Pick out each line in the material below that contains the word "navy", and copy those lines.

START Provided material

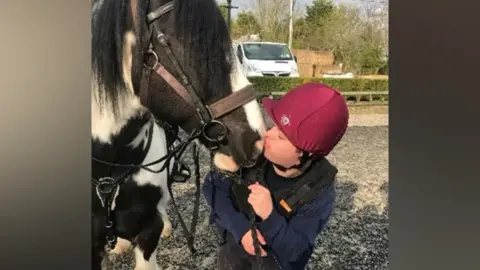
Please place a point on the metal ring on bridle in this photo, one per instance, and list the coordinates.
(221, 135)
(155, 56)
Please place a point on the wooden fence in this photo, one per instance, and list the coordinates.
(357, 95)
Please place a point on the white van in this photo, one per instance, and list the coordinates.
(266, 59)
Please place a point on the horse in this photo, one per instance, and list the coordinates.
(160, 63)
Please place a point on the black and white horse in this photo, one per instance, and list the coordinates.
(165, 60)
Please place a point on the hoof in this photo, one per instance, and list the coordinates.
(167, 230)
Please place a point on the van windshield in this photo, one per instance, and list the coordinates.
(263, 51)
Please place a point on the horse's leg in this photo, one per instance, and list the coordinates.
(162, 206)
(98, 242)
(167, 225)
(122, 246)
(147, 241)
(97, 258)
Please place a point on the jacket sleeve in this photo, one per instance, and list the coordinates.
(216, 191)
(294, 240)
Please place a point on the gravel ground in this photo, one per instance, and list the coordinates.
(355, 238)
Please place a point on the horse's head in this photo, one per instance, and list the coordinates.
(186, 73)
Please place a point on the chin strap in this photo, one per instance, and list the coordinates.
(304, 158)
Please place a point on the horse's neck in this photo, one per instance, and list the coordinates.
(105, 125)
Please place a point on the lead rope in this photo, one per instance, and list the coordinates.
(251, 215)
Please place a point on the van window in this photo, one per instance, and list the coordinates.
(262, 51)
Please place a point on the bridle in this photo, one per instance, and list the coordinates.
(106, 187)
(208, 114)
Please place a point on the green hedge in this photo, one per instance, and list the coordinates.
(282, 84)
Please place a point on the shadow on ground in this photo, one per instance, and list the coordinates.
(355, 238)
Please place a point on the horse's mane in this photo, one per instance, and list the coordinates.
(198, 27)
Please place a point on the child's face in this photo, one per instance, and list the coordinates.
(279, 150)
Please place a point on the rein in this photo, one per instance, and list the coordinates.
(108, 187)
(207, 113)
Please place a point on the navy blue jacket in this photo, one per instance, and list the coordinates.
(292, 241)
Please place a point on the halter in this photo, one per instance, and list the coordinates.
(208, 114)
(107, 187)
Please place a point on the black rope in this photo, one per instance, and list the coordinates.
(237, 178)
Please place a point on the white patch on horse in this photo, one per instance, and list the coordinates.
(142, 264)
(158, 149)
(104, 123)
(252, 109)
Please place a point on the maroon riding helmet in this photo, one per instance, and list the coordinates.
(313, 116)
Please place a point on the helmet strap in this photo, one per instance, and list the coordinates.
(304, 158)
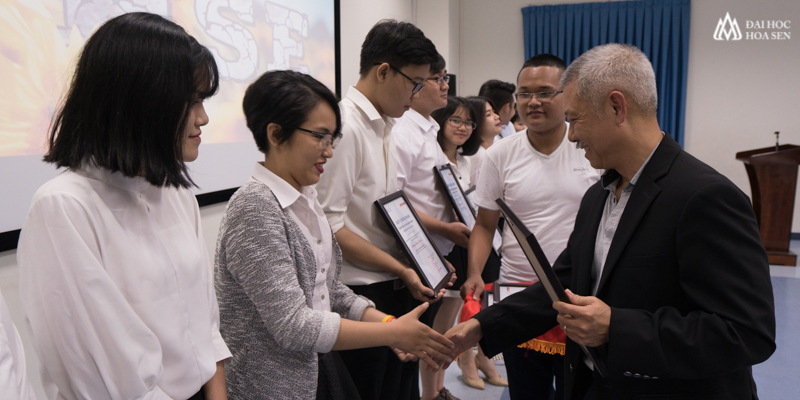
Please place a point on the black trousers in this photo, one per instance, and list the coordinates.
(531, 373)
(377, 372)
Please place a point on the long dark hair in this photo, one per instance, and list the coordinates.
(284, 98)
(130, 98)
(441, 115)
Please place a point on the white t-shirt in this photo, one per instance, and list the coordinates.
(418, 153)
(14, 384)
(363, 169)
(115, 280)
(543, 190)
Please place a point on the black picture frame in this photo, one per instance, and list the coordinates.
(426, 275)
(533, 251)
(458, 198)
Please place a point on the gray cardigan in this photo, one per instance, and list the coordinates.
(264, 278)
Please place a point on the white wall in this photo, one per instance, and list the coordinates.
(738, 93)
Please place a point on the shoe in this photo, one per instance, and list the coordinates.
(445, 394)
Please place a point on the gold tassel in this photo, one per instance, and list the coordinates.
(544, 347)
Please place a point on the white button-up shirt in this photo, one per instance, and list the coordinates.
(363, 169)
(418, 152)
(115, 282)
(307, 213)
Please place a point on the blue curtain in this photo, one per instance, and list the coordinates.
(660, 28)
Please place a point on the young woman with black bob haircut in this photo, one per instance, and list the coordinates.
(282, 306)
(459, 127)
(115, 276)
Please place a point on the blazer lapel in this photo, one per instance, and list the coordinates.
(644, 192)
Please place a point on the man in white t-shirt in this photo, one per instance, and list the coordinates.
(394, 66)
(542, 177)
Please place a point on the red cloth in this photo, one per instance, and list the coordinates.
(554, 336)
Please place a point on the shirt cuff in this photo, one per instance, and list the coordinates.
(221, 351)
(490, 205)
(328, 332)
(359, 306)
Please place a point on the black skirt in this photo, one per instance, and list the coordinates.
(333, 380)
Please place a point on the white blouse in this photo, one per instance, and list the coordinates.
(307, 213)
(14, 384)
(115, 282)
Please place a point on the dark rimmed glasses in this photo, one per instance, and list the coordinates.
(439, 80)
(325, 139)
(543, 97)
(457, 123)
(417, 85)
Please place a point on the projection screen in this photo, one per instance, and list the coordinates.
(40, 41)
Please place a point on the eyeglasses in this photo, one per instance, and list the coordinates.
(541, 96)
(325, 139)
(457, 123)
(439, 79)
(417, 85)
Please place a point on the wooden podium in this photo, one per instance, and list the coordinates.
(773, 181)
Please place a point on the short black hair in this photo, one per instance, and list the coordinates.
(439, 65)
(396, 43)
(284, 98)
(441, 115)
(130, 98)
(498, 93)
(544, 60)
(478, 104)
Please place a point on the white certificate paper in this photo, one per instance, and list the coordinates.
(411, 232)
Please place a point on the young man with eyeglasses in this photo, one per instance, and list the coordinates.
(418, 152)
(542, 177)
(395, 62)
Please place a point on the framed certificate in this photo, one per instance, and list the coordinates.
(414, 240)
(461, 202)
(530, 246)
(503, 290)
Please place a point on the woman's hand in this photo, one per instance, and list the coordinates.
(416, 338)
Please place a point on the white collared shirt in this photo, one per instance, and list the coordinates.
(14, 384)
(418, 152)
(363, 169)
(307, 213)
(115, 281)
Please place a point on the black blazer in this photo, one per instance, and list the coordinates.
(687, 280)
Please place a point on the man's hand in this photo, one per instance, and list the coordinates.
(417, 289)
(464, 336)
(585, 321)
(457, 233)
(475, 283)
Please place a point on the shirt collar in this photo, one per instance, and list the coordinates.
(115, 179)
(425, 123)
(283, 191)
(609, 179)
(366, 106)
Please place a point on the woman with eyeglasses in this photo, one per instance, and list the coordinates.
(458, 138)
(282, 306)
(114, 272)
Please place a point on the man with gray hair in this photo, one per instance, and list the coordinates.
(665, 271)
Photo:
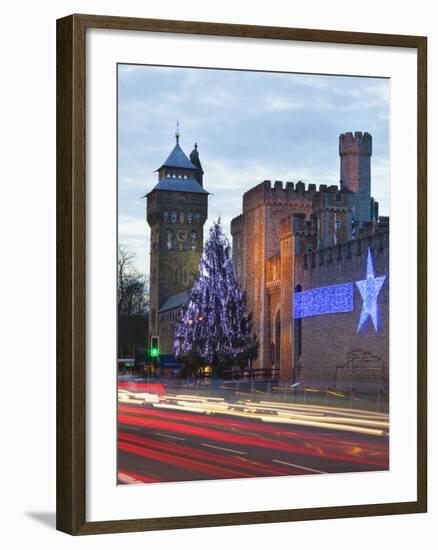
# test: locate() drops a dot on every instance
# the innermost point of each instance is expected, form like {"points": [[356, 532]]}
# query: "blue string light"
{"points": [[340, 298], [323, 300], [369, 289]]}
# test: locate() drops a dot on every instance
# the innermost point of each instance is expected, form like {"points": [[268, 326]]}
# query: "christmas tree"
{"points": [[215, 329]]}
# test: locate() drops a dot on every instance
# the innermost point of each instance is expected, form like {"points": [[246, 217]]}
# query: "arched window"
{"points": [[169, 239], [193, 239]]}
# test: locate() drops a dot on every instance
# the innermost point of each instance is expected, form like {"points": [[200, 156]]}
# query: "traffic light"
{"points": [[155, 347]]}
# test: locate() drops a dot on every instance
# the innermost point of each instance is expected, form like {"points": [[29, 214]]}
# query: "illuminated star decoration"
{"points": [[369, 290]]}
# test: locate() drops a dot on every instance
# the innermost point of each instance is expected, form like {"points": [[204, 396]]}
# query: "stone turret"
{"points": [[355, 151]]}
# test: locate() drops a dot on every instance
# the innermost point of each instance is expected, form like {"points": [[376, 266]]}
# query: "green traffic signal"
{"points": [[155, 347]]}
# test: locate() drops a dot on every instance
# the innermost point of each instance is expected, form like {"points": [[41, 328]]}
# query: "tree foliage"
{"points": [[132, 305], [215, 329]]}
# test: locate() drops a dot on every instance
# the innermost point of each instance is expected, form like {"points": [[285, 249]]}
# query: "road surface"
{"points": [[182, 438]]}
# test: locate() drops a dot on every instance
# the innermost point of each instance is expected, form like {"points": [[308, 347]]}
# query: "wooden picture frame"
{"points": [[71, 273]]}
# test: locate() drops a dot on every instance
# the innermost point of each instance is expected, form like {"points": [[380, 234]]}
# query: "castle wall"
{"points": [[174, 261], [256, 239], [334, 353]]}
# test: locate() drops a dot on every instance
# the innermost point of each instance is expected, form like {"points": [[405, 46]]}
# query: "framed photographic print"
{"points": [[241, 244]]}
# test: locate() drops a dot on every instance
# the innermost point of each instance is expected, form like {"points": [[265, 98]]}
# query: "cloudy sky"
{"points": [[249, 126]]}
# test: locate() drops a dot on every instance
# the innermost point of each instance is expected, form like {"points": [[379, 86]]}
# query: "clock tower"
{"points": [[176, 210]]}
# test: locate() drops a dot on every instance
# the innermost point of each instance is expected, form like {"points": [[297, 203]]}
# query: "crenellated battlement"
{"points": [[284, 193], [347, 251], [355, 144], [237, 224]]}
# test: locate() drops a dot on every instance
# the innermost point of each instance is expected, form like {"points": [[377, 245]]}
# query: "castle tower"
{"points": [[176, 211], [355, 152], [194, 159]]}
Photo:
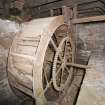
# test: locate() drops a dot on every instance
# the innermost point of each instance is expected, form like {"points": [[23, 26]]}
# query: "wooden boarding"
{"points": [[88, 19]]}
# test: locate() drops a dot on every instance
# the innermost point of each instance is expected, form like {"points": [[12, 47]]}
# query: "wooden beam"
{"points": [[88, 19]]}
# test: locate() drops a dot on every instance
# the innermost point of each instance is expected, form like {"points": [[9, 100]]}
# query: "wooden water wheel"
{"points": [[39, 58]]}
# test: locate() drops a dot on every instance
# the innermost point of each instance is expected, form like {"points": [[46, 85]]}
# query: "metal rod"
{"points": [[78, 65]]}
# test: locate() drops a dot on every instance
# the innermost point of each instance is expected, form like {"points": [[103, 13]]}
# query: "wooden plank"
{"points": [[88, 19]]}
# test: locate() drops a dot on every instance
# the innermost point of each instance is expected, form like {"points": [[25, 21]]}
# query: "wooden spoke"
{"points": [[54, 45]]}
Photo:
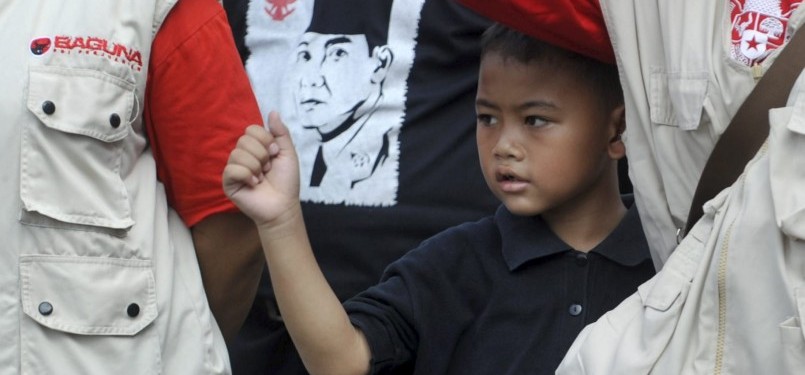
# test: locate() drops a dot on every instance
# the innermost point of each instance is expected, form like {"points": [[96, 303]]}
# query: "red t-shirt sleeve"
{"points": [[577, 25], [198, 101]]}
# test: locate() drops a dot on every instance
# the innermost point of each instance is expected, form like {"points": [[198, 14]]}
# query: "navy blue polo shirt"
{"points": [[503, 295]]}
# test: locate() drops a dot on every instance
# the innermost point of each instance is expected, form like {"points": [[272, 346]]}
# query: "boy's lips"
{"points": [[509, 181]]}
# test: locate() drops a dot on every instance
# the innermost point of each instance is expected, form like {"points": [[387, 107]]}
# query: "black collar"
{"points": [[526, 238]]}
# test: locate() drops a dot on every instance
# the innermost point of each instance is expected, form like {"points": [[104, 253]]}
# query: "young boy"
{"points": [[504, 295]]}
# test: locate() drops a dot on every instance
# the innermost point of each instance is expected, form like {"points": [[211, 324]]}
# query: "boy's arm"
{"points": [[262, 178]]}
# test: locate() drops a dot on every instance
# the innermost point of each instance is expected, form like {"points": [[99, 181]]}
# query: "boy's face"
{"points": [[543, 138]]}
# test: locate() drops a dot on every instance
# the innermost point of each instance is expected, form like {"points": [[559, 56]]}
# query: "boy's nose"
{"points": [[508, 147]]}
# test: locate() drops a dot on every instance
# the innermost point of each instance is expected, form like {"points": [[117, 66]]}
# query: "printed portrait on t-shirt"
{"points": [[340, 87]]}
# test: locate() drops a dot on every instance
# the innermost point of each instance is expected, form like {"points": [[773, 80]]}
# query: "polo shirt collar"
{"points": [[526, 238]]}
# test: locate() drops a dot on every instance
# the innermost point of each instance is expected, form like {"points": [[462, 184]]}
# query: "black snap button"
{"points": [[581, 260], [114, 120], [45, 308], [133, 310], [48, 107]]}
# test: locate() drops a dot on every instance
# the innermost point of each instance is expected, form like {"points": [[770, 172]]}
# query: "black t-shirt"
{"points": [[419, 139], [503, 295]]}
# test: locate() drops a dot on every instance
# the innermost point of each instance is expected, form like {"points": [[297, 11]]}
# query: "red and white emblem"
{"points": [[278, 10], [759, 27]]}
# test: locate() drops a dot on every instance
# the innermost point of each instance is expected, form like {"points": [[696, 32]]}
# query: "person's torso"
{"points": [[686, 68], [412, 168], [83, 214]]}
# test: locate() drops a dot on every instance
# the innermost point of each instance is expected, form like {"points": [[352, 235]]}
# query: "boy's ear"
{"points": [[617, 125]]}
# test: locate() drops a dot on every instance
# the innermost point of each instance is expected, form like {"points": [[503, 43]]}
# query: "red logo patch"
{"points": [[99, 47], [40, 45], [278, 10]]}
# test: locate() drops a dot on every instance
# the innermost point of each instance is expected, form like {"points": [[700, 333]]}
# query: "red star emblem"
{"points": [[279, 9], [752, 43]]}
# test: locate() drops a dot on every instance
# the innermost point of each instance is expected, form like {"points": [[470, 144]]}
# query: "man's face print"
{"points": [[328, 92]]}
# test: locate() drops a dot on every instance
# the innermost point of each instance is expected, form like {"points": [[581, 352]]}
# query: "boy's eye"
{"points": [[486, 120], [535, 121]]}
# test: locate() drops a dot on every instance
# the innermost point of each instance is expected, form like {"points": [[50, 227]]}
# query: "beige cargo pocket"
{"points": [[787, 166], [86, 315], [677, 98], [792, 336], [71, 157]]}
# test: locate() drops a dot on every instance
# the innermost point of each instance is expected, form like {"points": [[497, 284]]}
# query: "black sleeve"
{"points": [[236, 15]]}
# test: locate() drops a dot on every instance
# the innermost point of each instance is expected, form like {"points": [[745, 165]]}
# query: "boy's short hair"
{"points": [[511, 44]]}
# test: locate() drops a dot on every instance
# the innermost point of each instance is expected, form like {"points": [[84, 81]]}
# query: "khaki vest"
{"points": [[97, 275], [730, 299]]}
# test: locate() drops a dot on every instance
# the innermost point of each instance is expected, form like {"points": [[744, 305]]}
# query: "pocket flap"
{"points": [[81, 101], [677, 98], [660, 292], [88, 295]]}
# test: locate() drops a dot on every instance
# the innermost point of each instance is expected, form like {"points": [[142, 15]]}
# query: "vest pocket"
{"points": [[787, 166], [792, 336], [81, 313], [71, 157], [677, 98]]}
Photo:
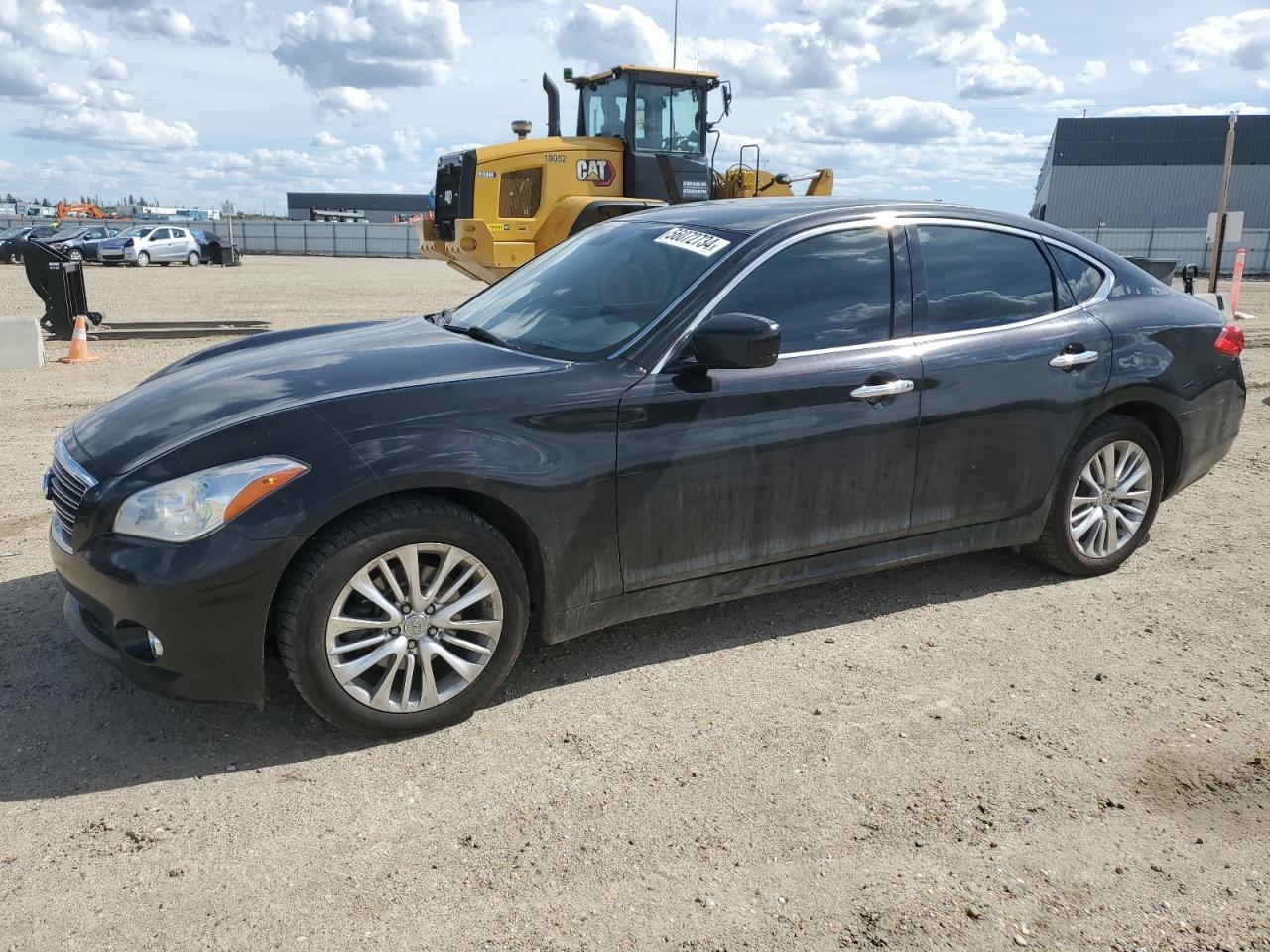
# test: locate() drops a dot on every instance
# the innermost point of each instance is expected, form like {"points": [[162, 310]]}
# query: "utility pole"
{"points": [[1220, 204], [675, 41]]}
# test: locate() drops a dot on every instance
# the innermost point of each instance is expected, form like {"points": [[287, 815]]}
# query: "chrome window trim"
{"points": [[887, 220]]}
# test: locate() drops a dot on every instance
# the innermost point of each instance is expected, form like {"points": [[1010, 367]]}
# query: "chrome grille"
{"points": [[64, 486]]}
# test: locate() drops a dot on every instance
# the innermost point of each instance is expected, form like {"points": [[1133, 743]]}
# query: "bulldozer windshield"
{"points": [[603, 108], [659, 117], [668, 118]]}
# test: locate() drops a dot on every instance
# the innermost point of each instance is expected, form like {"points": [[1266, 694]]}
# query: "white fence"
{"points": [[316, 238], [370, 240], [287, 238], [1184, 245]]}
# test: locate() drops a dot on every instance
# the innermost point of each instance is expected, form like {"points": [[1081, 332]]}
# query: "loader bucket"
{"points": [[60, 284]]}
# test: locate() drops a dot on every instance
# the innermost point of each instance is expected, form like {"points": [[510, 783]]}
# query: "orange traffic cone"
{"points": [[79, 344]]}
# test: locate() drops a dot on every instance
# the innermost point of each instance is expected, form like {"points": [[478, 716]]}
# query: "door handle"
{"points": [[1066, 361], [875, 391]]}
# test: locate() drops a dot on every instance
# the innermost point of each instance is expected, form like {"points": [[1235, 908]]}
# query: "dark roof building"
{"points": [[1152, 172], [336, 206]]}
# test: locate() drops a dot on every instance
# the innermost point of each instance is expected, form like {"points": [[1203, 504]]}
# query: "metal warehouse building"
{"points": [[1152, 172], [334, 206]]}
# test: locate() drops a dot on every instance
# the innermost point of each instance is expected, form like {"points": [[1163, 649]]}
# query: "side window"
{"points": [[1082, 277], [826, 291], [978, 278]]}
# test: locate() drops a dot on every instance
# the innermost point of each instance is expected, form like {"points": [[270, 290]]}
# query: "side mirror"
{"points": [[735, 341]]}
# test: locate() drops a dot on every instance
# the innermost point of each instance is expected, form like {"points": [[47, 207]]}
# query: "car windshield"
{"points": [[590, 295]]}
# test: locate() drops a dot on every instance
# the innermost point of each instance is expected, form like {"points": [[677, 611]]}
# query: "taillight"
{"points": [[1229, 341]]}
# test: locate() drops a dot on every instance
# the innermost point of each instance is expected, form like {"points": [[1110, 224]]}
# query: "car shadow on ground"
{"points": [[73, 725]]}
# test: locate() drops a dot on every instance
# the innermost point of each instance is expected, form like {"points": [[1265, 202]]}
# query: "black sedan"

END Provided material

Result for this exercise:
Please place a point on the navy blue jacket in this photo, one per instance, and list the coordinates.
# query: "navy blue polo shirt"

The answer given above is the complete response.